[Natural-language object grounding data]
________________________
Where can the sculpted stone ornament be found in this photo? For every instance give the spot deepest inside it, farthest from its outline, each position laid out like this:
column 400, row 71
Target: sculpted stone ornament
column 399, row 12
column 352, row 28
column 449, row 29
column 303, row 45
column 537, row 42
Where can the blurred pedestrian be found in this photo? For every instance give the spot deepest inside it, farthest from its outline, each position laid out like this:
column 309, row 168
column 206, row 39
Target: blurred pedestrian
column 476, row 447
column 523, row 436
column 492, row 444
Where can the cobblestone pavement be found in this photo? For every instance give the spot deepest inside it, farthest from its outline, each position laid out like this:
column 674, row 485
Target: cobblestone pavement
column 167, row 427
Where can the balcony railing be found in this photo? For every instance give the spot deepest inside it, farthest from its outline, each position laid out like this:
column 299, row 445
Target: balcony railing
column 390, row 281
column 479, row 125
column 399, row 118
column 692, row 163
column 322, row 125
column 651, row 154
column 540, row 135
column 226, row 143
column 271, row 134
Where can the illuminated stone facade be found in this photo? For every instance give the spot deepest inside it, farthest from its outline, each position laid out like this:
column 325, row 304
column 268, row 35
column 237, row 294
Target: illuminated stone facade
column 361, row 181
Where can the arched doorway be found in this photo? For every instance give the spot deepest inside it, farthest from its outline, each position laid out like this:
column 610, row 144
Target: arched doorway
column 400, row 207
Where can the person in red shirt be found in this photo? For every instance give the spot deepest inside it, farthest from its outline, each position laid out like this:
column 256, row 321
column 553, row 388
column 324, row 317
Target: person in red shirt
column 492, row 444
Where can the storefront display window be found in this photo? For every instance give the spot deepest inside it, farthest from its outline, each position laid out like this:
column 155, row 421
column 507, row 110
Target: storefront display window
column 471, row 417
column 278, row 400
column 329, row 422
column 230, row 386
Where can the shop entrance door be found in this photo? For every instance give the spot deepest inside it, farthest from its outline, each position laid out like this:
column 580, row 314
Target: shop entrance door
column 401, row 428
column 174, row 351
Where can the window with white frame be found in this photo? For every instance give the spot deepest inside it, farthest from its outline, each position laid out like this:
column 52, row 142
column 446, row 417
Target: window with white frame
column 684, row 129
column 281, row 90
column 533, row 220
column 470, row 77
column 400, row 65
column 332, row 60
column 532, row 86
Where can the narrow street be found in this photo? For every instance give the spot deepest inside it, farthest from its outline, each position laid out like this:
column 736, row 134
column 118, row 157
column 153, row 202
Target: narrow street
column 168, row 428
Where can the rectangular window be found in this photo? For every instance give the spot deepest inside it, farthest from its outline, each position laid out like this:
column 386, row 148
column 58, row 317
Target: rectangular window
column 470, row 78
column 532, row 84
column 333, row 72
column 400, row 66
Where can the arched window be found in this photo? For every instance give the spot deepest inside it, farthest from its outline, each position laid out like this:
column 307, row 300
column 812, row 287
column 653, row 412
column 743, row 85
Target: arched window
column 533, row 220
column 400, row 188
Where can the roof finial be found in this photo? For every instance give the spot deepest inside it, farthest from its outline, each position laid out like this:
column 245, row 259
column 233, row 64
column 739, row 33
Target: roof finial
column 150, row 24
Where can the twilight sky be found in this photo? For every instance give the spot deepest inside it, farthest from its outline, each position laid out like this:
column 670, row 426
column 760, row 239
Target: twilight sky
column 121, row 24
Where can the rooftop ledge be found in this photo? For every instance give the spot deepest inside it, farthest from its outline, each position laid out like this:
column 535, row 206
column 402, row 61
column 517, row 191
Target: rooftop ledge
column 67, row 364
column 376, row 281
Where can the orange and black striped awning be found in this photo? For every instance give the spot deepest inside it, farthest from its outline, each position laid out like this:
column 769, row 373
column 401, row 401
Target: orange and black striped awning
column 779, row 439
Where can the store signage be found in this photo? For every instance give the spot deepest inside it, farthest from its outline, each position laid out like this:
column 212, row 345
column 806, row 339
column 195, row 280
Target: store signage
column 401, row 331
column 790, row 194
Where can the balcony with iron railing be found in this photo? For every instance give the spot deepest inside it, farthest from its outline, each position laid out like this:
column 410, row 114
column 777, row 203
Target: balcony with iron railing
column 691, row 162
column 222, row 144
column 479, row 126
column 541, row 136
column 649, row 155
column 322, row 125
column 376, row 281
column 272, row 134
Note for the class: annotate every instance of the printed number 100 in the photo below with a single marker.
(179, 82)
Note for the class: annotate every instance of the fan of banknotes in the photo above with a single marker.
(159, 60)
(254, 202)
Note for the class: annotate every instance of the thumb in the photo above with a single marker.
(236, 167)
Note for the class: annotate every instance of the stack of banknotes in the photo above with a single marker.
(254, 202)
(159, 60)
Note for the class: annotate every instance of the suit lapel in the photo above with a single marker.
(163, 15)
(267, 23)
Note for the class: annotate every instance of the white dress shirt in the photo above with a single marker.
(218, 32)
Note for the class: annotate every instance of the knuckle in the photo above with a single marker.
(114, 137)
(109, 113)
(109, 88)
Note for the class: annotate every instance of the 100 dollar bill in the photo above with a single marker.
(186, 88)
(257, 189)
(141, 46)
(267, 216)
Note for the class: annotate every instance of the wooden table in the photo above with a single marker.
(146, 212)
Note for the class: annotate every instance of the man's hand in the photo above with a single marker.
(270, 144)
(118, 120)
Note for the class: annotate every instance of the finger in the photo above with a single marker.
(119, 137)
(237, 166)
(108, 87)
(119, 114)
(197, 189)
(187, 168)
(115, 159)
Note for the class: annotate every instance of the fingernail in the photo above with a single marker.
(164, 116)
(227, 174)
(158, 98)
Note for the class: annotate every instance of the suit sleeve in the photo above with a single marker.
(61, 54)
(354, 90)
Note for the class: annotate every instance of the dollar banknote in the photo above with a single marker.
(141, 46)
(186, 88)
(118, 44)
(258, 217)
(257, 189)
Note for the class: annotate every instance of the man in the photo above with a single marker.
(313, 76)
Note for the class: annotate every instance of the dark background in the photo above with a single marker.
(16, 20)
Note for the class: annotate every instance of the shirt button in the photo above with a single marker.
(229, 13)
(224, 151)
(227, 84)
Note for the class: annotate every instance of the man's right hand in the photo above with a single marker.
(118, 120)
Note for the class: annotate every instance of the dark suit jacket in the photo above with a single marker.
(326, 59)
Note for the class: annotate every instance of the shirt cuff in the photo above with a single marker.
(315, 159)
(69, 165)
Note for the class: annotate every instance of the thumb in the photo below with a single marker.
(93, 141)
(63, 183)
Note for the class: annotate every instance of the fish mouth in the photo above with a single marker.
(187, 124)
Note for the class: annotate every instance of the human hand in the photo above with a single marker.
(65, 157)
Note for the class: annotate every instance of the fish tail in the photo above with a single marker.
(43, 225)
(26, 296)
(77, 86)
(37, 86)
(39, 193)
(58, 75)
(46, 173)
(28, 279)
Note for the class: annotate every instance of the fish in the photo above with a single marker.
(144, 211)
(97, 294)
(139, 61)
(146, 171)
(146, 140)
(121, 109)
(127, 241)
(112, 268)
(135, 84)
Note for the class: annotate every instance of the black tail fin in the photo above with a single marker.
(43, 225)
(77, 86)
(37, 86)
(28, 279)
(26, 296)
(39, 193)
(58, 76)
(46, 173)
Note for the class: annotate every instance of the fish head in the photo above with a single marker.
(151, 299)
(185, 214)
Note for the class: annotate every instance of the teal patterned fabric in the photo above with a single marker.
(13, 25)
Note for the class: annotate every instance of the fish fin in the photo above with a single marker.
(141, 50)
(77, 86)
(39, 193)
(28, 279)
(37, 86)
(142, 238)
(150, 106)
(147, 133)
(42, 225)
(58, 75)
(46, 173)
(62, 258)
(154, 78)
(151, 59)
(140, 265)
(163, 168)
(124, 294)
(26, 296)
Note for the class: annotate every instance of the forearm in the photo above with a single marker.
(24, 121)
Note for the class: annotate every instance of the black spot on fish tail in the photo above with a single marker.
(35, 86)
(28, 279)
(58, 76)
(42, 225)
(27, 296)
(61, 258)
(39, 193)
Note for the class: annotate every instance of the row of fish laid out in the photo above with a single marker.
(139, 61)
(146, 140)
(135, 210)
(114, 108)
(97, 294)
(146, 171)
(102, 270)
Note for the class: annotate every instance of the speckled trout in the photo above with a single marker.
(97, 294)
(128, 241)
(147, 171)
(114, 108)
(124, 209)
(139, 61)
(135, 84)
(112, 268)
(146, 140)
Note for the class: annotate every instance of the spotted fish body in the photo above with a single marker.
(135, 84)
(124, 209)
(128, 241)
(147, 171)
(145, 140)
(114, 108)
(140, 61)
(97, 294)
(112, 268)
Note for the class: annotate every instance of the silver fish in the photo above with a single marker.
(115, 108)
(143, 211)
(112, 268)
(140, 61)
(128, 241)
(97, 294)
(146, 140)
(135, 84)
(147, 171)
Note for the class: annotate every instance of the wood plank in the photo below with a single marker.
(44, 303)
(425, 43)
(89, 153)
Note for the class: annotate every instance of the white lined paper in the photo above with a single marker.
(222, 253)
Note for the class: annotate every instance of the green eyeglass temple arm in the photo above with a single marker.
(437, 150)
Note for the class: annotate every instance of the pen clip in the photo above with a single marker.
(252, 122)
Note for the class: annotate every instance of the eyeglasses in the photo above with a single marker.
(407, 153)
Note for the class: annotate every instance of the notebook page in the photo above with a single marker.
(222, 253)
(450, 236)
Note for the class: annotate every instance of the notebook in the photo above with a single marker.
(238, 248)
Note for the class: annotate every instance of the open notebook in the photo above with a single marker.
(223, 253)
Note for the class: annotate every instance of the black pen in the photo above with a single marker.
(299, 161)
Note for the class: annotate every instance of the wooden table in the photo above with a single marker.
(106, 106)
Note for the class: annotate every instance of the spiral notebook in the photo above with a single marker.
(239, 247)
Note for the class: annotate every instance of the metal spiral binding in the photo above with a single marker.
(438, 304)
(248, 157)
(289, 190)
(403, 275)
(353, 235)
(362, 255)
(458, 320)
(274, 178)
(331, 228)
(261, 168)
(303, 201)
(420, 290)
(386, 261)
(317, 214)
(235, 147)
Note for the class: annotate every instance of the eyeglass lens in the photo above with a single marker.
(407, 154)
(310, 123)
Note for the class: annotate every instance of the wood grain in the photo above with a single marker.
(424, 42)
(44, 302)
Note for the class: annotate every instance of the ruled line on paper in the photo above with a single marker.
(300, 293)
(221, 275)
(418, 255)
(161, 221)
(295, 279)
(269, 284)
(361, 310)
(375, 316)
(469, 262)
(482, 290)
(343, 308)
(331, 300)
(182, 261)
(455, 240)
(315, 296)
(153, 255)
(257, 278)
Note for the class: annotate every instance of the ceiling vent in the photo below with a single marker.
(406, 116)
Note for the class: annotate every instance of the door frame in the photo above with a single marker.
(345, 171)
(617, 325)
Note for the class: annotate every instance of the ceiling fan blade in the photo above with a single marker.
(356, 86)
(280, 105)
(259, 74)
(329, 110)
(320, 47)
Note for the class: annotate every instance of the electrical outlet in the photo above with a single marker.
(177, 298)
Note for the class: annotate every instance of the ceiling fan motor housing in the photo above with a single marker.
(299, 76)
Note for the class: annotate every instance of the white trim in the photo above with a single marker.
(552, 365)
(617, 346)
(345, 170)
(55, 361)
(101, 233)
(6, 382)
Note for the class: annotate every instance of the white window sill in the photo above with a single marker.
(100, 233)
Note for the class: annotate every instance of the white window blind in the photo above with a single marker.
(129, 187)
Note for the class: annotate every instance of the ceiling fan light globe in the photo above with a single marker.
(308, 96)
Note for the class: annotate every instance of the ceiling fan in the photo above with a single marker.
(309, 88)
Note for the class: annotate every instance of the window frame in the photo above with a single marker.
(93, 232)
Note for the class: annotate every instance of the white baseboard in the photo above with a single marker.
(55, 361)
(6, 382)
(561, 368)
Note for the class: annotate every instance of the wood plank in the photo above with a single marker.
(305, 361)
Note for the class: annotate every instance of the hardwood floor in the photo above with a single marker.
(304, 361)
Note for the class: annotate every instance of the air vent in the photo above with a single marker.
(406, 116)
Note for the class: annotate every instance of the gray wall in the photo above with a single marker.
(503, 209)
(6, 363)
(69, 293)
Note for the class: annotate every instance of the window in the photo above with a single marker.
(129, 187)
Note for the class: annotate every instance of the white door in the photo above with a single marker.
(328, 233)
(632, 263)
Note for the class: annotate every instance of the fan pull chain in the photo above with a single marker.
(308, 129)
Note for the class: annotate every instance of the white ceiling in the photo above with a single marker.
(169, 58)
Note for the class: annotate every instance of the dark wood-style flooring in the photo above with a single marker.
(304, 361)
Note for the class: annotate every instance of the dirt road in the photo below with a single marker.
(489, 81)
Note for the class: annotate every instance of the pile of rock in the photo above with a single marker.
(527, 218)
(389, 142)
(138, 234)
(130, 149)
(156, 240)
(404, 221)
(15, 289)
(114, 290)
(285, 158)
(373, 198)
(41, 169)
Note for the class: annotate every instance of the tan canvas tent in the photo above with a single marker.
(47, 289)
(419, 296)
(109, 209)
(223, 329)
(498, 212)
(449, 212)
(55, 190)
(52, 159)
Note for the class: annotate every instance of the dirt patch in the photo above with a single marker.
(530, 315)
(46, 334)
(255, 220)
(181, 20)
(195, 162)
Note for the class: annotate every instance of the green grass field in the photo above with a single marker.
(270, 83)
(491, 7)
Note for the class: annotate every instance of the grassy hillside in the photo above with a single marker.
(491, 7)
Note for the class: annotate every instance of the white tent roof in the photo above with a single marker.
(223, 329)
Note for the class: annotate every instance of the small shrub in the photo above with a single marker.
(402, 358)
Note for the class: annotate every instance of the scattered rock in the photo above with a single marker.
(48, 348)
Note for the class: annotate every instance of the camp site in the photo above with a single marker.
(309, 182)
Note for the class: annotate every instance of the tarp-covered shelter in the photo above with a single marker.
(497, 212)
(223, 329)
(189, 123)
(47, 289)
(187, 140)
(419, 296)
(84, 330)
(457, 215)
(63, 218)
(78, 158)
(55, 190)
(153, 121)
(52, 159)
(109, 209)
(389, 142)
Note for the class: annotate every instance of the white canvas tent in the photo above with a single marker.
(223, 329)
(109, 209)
________________________
Problem: Word for word, restate the lines of the data above that fall between the line holding "column 674, row 485" and the line holding "column 299, row 445", inclusive, and no other lines.

Response:
column 674, row 485
Target: cobblestone pavement
column 167, row 427
Where can the balcony railing be found in this photo? For every instance give the spot deepest inside it, farthest from its outline, each position laid out like this:
column 299, row 445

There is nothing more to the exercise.